#### Exercise goal
For this exercise, print all of the entries exactly as given.
-- Supplied records follows --
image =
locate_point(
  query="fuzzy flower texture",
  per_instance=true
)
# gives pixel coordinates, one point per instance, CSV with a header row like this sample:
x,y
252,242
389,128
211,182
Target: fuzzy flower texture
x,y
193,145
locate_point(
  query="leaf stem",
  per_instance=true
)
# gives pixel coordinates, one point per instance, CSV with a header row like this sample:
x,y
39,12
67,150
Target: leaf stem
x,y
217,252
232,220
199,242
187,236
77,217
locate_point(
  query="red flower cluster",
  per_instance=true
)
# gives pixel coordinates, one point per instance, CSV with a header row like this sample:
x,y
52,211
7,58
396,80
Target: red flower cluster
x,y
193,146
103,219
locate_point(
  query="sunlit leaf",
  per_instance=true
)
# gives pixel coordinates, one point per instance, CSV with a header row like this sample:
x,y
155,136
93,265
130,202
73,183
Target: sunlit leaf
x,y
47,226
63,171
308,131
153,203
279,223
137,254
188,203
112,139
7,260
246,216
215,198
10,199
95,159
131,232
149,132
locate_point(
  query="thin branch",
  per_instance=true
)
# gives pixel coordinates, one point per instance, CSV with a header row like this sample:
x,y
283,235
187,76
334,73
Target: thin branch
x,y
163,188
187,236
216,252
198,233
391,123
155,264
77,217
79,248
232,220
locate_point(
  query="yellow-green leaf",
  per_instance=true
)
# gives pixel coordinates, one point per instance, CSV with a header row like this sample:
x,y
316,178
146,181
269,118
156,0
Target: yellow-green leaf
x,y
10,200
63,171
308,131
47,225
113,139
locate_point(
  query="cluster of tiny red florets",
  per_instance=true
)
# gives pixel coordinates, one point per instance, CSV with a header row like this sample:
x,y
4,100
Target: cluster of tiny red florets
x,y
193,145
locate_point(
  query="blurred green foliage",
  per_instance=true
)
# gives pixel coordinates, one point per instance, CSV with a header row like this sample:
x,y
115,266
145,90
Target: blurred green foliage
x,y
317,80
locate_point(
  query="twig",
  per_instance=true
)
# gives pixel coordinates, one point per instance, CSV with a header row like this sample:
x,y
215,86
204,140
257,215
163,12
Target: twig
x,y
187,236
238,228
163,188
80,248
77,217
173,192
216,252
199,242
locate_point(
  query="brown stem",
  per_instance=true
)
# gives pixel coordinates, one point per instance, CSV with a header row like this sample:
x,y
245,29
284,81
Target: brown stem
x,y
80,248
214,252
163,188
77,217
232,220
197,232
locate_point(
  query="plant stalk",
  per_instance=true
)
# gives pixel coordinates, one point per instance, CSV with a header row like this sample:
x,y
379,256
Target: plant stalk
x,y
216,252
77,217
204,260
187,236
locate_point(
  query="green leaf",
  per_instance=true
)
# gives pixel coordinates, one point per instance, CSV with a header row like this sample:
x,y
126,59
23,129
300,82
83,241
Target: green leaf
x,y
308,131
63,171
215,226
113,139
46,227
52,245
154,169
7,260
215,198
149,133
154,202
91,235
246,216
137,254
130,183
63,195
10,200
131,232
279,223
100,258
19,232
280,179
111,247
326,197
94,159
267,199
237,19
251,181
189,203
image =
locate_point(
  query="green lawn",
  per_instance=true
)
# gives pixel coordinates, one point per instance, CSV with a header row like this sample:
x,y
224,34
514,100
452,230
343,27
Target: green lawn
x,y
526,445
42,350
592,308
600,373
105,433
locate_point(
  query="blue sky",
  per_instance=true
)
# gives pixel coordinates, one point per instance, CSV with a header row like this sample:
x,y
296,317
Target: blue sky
-- Supplied records concluded --
#### Answer to the problem
image =
locate_point(
  query="fuzzy flower texture",
  per_instance=true
)
# gives pixel coordinates, one point per instance, CSV with a header row like this sample:
x,y
252,242
389,128
211,182
Target: fuzzy flower texture
x,y
193,145
locate_point(
  query="leaf stem",
  per_instance=true
)
# gives pixel coordinates, one point per instance, CSV with a header row like this sample:
x,y
39,12
67,150
Target: leaf stem
x,y
217,252
232,220
199,242
187,236
77,217
locate_point(
  query="red flower cluster",
  per_instance=true
)
# gives pixel coordinates, one point per instance, CSV with a header row like this sample:
x,y
52,211
7,58
396,80
Target: red flower cluster
x,y
193,146
103,219
locate_point(
  query="sunlit leaf",
  per_instance=true
)
# gives pixel coordinates, one point per instance, CSV with a header row like this sample:
x,y
155,136
93,265
130,202
73,183
Target: sunlit leaf
x,y
47,226
63,171
308,131
153,203
279,223
137,254
188,203
112,139
7,260
246,216
215,198
10,199
95,159
131,232
149,132
locate_point(
  query="thin branch",
  per_instance=true
)
# gives pixel coordinates, one point per instance, CSV with a header row like this sample:
x,y
283,235
187,76
334,73
Target: thin branch
x,y
163,188
187,236
216,252
198,233
391,123
155,264
77,217
79,248
232,220
locate_point(
  query="yellow-green leaf",
  per_instance=true
)
# gives pixel coordinates, one point per instance, CSV with a header row like this sample:
x,y
316,178
146,181
269,118
156,0
Target: yellow-green leaf
x,y
10,200
63,171
308,131
47,225
113,139
locate_point(
  query="cluster of tiny red florets",
  per_instance=true
)
# gives pixel coordinates, one point per instance, CSV with a header row like this sample:
x,y
4,100
Target: cluster of tiny red florets
x,y
193,145
locate_point(
  query="blurred green foliage",
  per_instance=true
)
# gives pixel coordinates, one point per instance, CSV with a header row like this sample:
x,y
115,266
145,90
Target: blurred green foliage
x,y
317,80
locate_point(
  query="twig",
  per_instance=true
)
# gives pixel coordinates, one point per instance, CSV with a header row like this sample:
x,y
215,86
204,140
257,215
163,12
Target: twig
x,y
187,236
238,228
163,188
80,248
77,217
173,192
216,252
199,242
locate_point(
  query="brown stem",
  per_instance=true
)
# gives pixel coordinates, one point per instance, CSV with a header row like this sample:
x,y
245,29
284,81
Target: brown stem
x,y
80,248
214,252
163,188
77,217
232,220
197,232
locate_point(
  query="plant stalk",
  per_instance=true
)
# gives pixel coordinates, one point per instance, CSV with a header row like this sample:
x,y
379,256
Target: plant stalk
x,y
216,252
77,217
204,260
187,236
locate_point(
  query="green leaf",
  per_instance=true
)
# gives pixel coordinates, one point per instance, CSV with a header row like this sample:
x,y
126,59
23,129
300,82
83,241
Target: green leaf
x,y
308,131
63,171
215,226
113,139
46,227
52,245
154,169
7,260
215,198
149,133
154,202
91,235
246,216
137,254
130,183
63,195
10,200
131,232
279,223
100,258
19,232
280,179
111,247
326,197
94,159
267,199
237,19
251,181
189,203
image =
locate_point(
  query="green lawn",
  per_instance=true
)
# gives pixel coordinates, one point per instance, CSV with a header row like this sample:
x,y
224,34
514,100
452,230
343,27
Target: green lawn
x,y
526,445
42,350
592,308
600,373
105,433
locate_point(
  query="blue sky",
  per_instance=true
)
# gives pixel coordinates, one point per instance, CSV with a header row like this sample:
x,y
296,317
Target: blue sky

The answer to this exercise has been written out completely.